--- Begin GIVEN RECORDS ---

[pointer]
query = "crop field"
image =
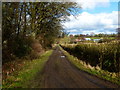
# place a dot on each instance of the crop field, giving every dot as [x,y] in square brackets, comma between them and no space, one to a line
[105,55]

--- End GIVEN RECORDS ---

TASK: Can you convert the records above into a two-column CSV with the headers instruction and response, giving one row per record with its text under instruction and its answer under response? Put each value in a single quoted field with line breaks replaced by spaces, and leave the pictures out.

SOLUTION BELOW:
instruction,response
"[pointer] query = ""crop field"" image = # place a dot on each instance of the crop field, giving every dot as [x,y] in square brackets, comma between them and no space, one to a line","[105,55]"